Exact copy, no pictures: return all the data below as written.

Phrase grounding data
....................

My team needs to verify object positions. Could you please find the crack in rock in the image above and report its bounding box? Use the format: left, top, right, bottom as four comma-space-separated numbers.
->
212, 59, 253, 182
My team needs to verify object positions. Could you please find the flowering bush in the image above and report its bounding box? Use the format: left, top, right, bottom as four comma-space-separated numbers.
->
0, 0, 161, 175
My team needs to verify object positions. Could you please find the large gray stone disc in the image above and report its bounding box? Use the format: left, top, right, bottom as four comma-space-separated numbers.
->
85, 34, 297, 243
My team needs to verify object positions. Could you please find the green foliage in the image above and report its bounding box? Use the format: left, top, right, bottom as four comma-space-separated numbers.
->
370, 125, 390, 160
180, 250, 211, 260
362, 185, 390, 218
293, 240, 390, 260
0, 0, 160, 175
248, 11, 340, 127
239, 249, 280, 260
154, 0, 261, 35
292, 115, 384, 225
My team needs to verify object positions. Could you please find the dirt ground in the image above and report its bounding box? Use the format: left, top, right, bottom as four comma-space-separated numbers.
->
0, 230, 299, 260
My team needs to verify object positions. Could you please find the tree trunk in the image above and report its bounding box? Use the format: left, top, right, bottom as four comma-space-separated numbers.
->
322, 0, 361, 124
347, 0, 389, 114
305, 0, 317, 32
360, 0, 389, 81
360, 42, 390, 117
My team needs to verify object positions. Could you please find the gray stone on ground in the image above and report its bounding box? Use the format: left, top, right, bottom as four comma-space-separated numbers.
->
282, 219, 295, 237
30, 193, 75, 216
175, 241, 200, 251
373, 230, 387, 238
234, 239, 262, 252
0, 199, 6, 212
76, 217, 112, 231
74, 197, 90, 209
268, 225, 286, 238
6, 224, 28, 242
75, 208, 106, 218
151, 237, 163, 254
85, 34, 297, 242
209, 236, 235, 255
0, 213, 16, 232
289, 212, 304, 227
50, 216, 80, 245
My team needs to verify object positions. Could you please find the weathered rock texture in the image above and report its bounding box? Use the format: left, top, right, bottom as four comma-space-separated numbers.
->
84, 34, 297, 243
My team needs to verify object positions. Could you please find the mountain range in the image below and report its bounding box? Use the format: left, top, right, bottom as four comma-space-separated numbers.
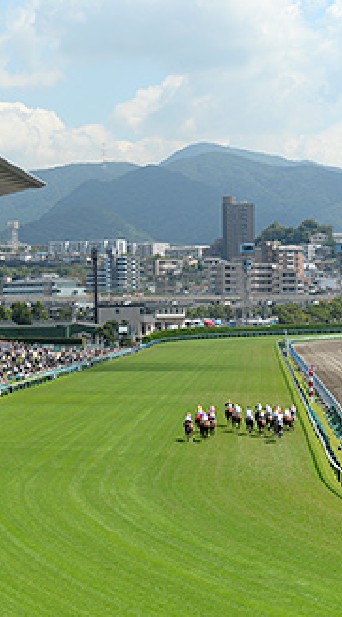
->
1, 143, 342, 245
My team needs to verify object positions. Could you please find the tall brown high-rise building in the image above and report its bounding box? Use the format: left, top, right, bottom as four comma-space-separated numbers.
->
222, 196, 255, 260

....................

* _Solution for this exercise_:
My team needs to verify object positions. Could you please find the crack in rock in the image above and report its bounding box? Use the format: left, top, right, bottom as four comma-space-separated numbers.
->
212, 59, 253, 182
My team needs to verify object positions. Could you please find the flowering bush in the image above and report its bounding box? Use the format: left, top, right, bottom as four comma-space-separated numbers.
->
0, 0, 161, 175
My team needs to verify object positions. Could you please find the large gray stone disc in the image above and report its bounding box? Use the format: left, top, right, bottom as four comma-space-separated numbers.
->
85, 34, 297, 243
My team needs to verify object positions. Could you please find the green foliage in the image above and report its bounding box? Use the format: left, top, right, bottom as four comma-space-separated numbers.
->
370, 125, 390, 160
180, 250, 211, 260
362, 185, 390, 218
293, 240, 390, 260
0, 0, 160, 175
248, 11, 340, 127
239, 249, 280, 260
154, 0, 261, 35
292, 115, 384, 225
My team needs to verify object positions. Could you please find the dirt ground in the image above and report its bounding box? Use the format: left, top, right, bottom as four comma-space-separated numbers.
->
0, 230, 299, 260
My team needs to verify object positions. Could you please find the tree trunk in the image above and report its bounding box? Use the format: left, top, right, bottom as four comma-space-separated numbers.
->
322, 0, 361, 124
347, 0, 389, 114
305, 0, 317, 32
360, 0, 389, 81
360, 42, 390, 117
My team needs to verify object positions. Could you please find the gray stone on ground in the image above and report its bounding box? Use the format: left, top, right, bottom as four comma-space-separated numbers.
->
282, 219, 295, 237
30, 193, 75, 216
175, 241, 200, 251
373, 230, 387, 238
234, 239, 262, 252
0, 199, 6, 212
76, 217, 112, 231
74, 197, 90, 209
268, 225, 286, 238
6, 224, 28, 242
75, 208, 106, 218
151, 237, 163, 254
85, 34, 297, 242
209, 236, 235, 255
0, 213, 16, 232
289, 212, 304, 227
50, 216, 80, 245
My team needs to verify object positions. Could you please find the weathered rock texture in the image above and report its bounding box? Use the format: left, top, right, bottom as four comma-space-separated numbers.
->
84, 34, 297, 243
My team needs to verify object positions. Could you please find the mountain range in the image below and report its bounding box? Use the format: left, top, right, bottom as four comma-space-separated numbers.
->
1, 143, 342, 245
My team needs to verify object positions. Could you please find the tall brown high-rise building in the image above and report its bounding box? Use the format: left, top, right, bottom as four comma-space-separated numbers.
->
222, 196, 255, 260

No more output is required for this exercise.